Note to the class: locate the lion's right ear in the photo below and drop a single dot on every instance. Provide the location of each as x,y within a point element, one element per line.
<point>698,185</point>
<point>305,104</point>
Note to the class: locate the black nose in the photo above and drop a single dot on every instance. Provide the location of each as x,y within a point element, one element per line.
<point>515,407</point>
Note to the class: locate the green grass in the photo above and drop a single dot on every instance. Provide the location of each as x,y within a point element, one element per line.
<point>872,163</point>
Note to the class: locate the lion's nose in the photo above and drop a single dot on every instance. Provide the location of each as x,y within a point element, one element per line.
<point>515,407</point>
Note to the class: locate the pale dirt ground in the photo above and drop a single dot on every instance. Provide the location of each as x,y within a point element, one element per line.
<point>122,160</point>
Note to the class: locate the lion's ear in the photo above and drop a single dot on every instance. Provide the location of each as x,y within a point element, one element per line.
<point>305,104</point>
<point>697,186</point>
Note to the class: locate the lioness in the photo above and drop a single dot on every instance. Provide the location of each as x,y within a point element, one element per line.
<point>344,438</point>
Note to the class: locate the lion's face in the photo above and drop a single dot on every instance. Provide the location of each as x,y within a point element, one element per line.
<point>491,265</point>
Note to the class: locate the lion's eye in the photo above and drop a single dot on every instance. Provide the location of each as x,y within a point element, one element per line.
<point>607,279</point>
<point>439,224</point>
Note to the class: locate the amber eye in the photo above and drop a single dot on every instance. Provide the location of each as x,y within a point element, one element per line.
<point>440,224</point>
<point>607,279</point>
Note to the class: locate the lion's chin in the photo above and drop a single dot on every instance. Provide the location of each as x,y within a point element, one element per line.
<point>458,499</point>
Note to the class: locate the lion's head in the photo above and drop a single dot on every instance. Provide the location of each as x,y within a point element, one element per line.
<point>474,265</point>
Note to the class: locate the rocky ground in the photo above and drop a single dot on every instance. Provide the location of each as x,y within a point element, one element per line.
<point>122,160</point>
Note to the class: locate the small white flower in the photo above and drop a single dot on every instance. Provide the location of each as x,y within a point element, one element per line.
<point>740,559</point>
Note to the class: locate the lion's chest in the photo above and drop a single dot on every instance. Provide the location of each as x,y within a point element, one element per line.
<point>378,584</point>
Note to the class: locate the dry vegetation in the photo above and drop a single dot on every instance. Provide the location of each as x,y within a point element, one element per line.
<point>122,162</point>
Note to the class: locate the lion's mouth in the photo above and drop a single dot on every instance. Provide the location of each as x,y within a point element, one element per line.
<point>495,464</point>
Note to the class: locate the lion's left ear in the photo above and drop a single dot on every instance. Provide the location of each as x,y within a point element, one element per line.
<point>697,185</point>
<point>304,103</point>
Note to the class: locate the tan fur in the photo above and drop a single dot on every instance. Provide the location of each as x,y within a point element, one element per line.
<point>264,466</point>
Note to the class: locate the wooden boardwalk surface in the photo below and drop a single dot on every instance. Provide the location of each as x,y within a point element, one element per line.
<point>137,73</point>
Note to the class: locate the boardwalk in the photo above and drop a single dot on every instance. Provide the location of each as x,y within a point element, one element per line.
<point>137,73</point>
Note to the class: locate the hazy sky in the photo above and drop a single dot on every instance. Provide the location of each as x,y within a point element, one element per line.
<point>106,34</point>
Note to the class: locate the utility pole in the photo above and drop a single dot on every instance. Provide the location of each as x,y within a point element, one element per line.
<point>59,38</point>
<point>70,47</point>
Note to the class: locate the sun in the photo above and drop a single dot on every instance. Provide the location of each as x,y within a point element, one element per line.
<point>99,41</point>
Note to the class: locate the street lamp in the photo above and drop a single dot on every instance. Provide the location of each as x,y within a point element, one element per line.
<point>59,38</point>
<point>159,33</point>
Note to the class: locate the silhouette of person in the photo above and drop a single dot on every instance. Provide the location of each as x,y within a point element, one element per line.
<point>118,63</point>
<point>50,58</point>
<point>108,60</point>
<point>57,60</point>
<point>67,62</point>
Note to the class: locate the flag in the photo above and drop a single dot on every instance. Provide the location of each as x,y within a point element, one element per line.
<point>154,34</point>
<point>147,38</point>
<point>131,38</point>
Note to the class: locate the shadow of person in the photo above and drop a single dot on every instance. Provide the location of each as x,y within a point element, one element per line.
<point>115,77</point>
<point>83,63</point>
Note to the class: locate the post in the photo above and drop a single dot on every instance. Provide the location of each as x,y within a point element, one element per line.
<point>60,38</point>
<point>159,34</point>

• **PROBLEM TO SOLVE**: Please reproduce the records above in their entirety, exactly as given.

• **RESPONSE TO THIS EXERCISE**:
Note to the class: locate the lion's right ear in the photo below and drop a single dot on every instance. Provide the location of each as x,y within a point element, one element per line.
<point>698,185</point>
<point>305,104</point>
Note to the class: locate the black nose in the photo above and drop a single dot on every instance. Provide the location of each as x,y within a point element, one element per line.
<point>515,407</point>
Note to the class: locate the green grass in the photo above and drop a single dot on every instance. Provide the location of each as x,y within a point element, one element per line.
<point>872,163</point>
Note to the class: locate the lion's nose in the photo above and drop a single dot on every instance. Provide the location of each as x,y within a point element, one element per line.
<point>515,407</point>
Note to the class: locate the pale dirt ground in the photo above and drop a single dot on every instance. Provide the location of each as x,y within a point element, one element per line.
<point>122,160</point>
Note to the class: locate the lion's ear in the photo above and drop a single dot on every instance. Provide the location of each as x,y within a point element, one element per line.
<point>305,104</point>
<point>697,186</point>
Note to the class: locate the lioness in the photo above and drop a single dot on every instance. Provide the location of each as x,y within a point element, one element per line.
<point>344,438</point>
Note to the class: locate the lion's face in the photo above and drop a single dot on every instance. Provide the location of each as x,y within a point element, one element per line.
<point>491,265</point>
Note to the class: locate the lion's eye in the photo above and drop a single dot on every instance. Provide the location of each as x,y within a point element, one element per line.
<point>607,279</point>
<point>439,224</point>
Note to the class: locate the amber eye in the photo above and drop a single dot on every instance. Provide the location of each as x,y within a point element, one element per line.
<point>440,224</point>
<point>607,279</point>
Note to the class: locate the lion's chin in the photo above and drop a single dot on every instance. Provide the location of each as x,y within a point element, one element per line.
<point>458,499</point>
Note to the class: locate the lion's head in the photo above and drop a single dot on every instance. Provide the location of each as x,y within a point element, one element per line.
<point>474,265</point>
Note to the class: locate the rocky ground in the photo above and drop a single dot on every instance. Provide the location of each as x,y within a point element, one element per line.
<point>122,160</point>
Note to the class: locate the small white flower in the photo above and drop a single dot on every instance. Provide the location of each as x,y within a point element, one element per line.
<point>740,559</point>
Note to the class: locate the lion's chest in the photo above and drop a single dot on every instance. Provide the location of each as x,y within a point element, one element per line.
<point>378,584</point>
Note to the class: locate the dry vegetation in the photo above and drop a single dot on every instance. Provide the location of each as x,y within a point element, one element per line.
<point>122,162</point>
Note to the class: locate the lion's mouth in the photo above and drop a single dot on every instance. Provide the location of each as x,y within a point element, one element per line.
<point>495,464</point>
Note to the class: locate the lion's left ear in the photo above and drop a single dot on every instance. Provide the location of each as x,y within a point element, one element per line.
<point>697,185</point>
<point>304,103</point>
Note to the class: locate the tan fur in the photo above and drop a single dot on every instance. Provide the location of each as x,y within a point element, one element per line.
<point>264,466</point>
Note to the class: locate the wooden boardwalk surface in the photo below and drop a single dot on every instance. Provide the location of each as x,y within a point element, one element per line.
<point>137,73</point>
Note to the class: locate the boardwalk in the photo above and drop a single dot on every instance. Provide the location of each as x,y within a point element, one element per line.
<point>137,73</point>
Note to the class: locate the hazy sky in the photo above and drop a single dot on every instance. Provide the location of each as x,y within a point element, one element per line.
<point>106,34</point>
Note to the class: locate the utility pole in the photo above and drop a single dot on every instance. Provide the location of each as x,y within a point element, one element per line.
<point>59,38</point>
<point>70,47</point>
Note to the class: locate the sun in the photo above and drop a single dot on every instance. Provide the location of each as x,y within a point element, one element per line.
<point>99,41</point>
Note to the class: locate the street lamp in the photo above and drop a single dot on every instance. Provide the location of each as x,y within a point element, one element per line.
<point>59,38</point>
<point>159,33</point>
Note to the class: locate the silhouette of person in the photo above and drop a single dot on every instance. Provide the location of each as x,y within a point element, one element per line.
<point>118,63</point>
<point>50,58</point>
<point>108,60</point>
<point>57,60</point>
<point>67,62</point>
Note to the class: locate the flag in the photo above and drop a single dot on every instance. Provide the location of each as x,y within a point element, one element per line.
<point>154,34</point>
<point>147,38</point>
<point>131,38</point>
Note to the class: locate the shadow of person in the photo above and drop a single dot on every instance. Provide the location of each as x,y within a point element, one element per line.
<point>115,77</point>
<point>83,63</point>
Note to the class: locate the post in the photo above and drop a single dot on every instance. Provide the location of each as x,y within a point element, one element per line.
<point>60,38</point>
<point>159,34</point>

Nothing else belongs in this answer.